Work to be completed:
Rewrite the records below, replacing "Markers" with "Points" everywhere and leaving all other text unchanged.

Items from a data source:

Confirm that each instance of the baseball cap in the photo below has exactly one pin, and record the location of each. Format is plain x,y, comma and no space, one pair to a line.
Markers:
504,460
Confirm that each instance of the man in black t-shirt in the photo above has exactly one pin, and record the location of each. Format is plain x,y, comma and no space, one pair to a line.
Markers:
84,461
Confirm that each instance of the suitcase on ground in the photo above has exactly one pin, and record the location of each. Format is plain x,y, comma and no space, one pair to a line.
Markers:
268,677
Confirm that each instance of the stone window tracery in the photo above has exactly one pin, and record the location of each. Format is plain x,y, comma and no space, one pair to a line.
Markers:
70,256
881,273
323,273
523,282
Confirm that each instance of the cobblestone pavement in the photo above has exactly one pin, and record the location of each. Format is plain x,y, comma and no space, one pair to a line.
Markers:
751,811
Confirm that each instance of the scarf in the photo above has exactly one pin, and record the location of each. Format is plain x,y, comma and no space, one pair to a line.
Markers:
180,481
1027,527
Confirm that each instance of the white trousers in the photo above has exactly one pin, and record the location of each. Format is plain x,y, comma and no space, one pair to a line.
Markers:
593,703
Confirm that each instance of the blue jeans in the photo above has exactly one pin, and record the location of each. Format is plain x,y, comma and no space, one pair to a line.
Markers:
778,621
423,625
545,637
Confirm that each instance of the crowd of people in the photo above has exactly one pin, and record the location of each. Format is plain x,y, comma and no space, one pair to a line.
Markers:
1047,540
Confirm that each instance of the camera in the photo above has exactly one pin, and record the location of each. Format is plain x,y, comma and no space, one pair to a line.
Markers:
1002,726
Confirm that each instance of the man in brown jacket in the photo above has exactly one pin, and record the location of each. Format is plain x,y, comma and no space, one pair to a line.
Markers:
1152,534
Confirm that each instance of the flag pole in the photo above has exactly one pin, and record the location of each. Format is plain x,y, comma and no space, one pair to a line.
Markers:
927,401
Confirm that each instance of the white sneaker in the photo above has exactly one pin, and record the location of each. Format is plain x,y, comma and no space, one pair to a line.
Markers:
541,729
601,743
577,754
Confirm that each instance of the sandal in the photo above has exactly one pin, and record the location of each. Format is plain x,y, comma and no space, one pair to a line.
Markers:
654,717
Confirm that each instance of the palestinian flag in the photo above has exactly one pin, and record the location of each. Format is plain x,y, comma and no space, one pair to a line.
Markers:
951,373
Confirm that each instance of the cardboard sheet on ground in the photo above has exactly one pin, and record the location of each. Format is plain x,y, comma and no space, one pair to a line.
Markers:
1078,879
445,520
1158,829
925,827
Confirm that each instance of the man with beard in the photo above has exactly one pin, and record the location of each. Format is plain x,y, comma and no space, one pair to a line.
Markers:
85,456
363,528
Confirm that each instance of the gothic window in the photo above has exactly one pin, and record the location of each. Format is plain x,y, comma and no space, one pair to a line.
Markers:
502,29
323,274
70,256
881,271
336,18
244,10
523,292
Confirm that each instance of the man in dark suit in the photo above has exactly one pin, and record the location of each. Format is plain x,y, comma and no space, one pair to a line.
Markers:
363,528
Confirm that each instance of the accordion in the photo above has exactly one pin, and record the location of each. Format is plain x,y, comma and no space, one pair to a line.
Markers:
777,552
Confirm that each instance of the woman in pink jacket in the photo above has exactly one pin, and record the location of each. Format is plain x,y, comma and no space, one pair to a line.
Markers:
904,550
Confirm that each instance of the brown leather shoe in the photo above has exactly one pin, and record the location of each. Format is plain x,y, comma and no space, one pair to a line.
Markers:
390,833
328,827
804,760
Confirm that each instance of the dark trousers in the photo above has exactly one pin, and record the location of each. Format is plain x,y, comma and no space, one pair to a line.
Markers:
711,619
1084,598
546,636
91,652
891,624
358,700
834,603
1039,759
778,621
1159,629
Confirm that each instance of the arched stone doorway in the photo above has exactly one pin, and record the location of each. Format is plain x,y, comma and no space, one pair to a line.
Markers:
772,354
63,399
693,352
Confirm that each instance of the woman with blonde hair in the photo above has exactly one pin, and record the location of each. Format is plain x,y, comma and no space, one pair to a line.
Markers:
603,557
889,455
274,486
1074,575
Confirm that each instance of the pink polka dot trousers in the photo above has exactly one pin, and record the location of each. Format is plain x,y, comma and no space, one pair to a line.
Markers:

Answer for this exercise:
Confirm that each instance of the baseball cap in the photo below has exactly one pin, and record the location of each. Format is plain x,y, comma and no space, one pair to a line.
Points:
504,460
Confirm that each instance of the man in black t-shirt in the photo above has exactly one pin, and record the location of each. Format is plain x,y, comma and no space, one pair to a line.
Points:
84,461
Confirm that each instance of the suitcase on ground in the photo above has exactly one pin, and record the location of each. Format is plain x,y, comma and no space, one pair to a line.
Points:
268,677
Confirm that each instance of the stone window tracery in the photo above has exactly one pin, and record the location of each. Format is plain x,y, comma and no space, one pair to a line.
Points:
70,256
881,273
323,273
523,282
Confirm that each instance of the cobblestone pavement in the photo above has exactly one pin, and record the location of each. Format is plain x,y, comma and no space, one pair to a line.
Points:
751,811
Confirm that each instance of the scarf in the photo above has exactly one pin, and record the location of each. Format is plain x,y, comma and no space, one pair to a line.
Points:
180,481
1027,527
Confirm that each instance of the white trousers in the photo above has exactly one pin, and record the location of each. Format is plain x,y, comma and no space, one pair to a line.
Points:
593,703
Confirm that each instance of the blue jeans in the photo above has exactly one pin, and record the location of each. Format is plain x,y, comma and no space, one pair to a line.
Points:
778,621
423,625
545,637
Confirm that each instance of the crowd of people in the photo above has exactly one pin, and record the location of each. Format is plain x,y, comma and no space, one pair to a line.
Points:
1047,540
Confirm that each instance of the camera in the photo above has exactly one pin, and record the location of each. Format is plain x,y, comma and no space, one pair to a line.
Points:
1002,726
Confirm that each instance of the man in brown jacket in the photo above has exactly one pin, and record the location of each. Format is plain x,y, comma and no space, one pair to a line.
Points:
1152,534
Confirm that each instance of the flag pole in the photo above has exactly one pin, and record the location of each. Format is plain x,y, comma and no space, one pair to a line.
Points:
927,401
Confirm that each instance of the white sneaker in the photo above has exactly one pin, and record the location of each. Format is plain x,y, comma and no space, one pair to a line.
Points:
541,729
601,743
577,754
Confirm that each instance of the sandal in the photo above has exactly one pin, and record the location of each. Format is plain x,y, comma and no space, one pair to a line.
Points:
654,717
Confirm that each instance of the palestinian flag in the photo above has exactly one pin, and record the location of each. Format is plain x,y, comma and no space, one pair to a line.
Points:
951,373
Confirm that each instance of the cardboard sheet on ground in the photo above has exactly one pin, and record the location of each. Format is plain x,y, comma and no space, one pair to a line.
Points:
1078,879
445,520
1158,829
925,827
Confirm that each instance of the man with beard in the photo above has exactly one pin, and record the location of each. Format is plain x,y, comma and no space, one pair to a line.
Points:
85,456
363,528
Confirm that each instance of the gothic window in the photo above has exactly one pin, and record the location of each. Format is plain x,y, comma and no space, one pair to a line.
Points:
502,29
323,274
70,256
881,271
336,18
244,10
523,292
Confirm that each instance of the man in dark suit in the photo above has exactly one pin, and record the location of each. Format is plain x,y, comma and no space, one pair to a line.
Points:
363,528
Confirm that each instance of the accordion in the photo above has exactly one pin, and record the location of each. Format is plain x,y, comma and no space, one pair to a line.
Points:
777,552
Confirm that each instance of the woman in pink jacket in the photo above has exactly one pin, and record the location of each. Format is plain x,y, comma and no space, one pair to a line.
Points:
904,550
Confirm that each instance of the brown leather shoe in the photo above has exactly one pin, and record the location of each. Format is plain x,y, comma and no space, one pair to a line.
Points:
390,833
328,827
804,760
Confirm that each instance of the dark trousers in the photo above has exactly one pin, and record the location of each. Format is plain x,y, comma and no space, one pair to a line.
Points:
711,619
1084,598
546,636
91,652
891,624
358,700
834,603
1039,759
778,621
1159,629
Confirm that each instance of the arched stone doorway in the photo above has exactly one pin, and record the location of each. Format is plain x,y, comma and no space, one pair to a line.
Points:
772,354
63,399
693,352
Confirm that each instance of the woman with blonde hair in the photo above has exactly one pin, and record the location of each. Format is plain x,y, comma and no space, one pair to a line.
Points:
603,557
889,455
274,486
1074,575
Confirm that each instance of the pink polka dot trousers in the photo above has exactly one pin, and record the location of each. Format is plain x,y, comma and no space, one pair to a line.
Points:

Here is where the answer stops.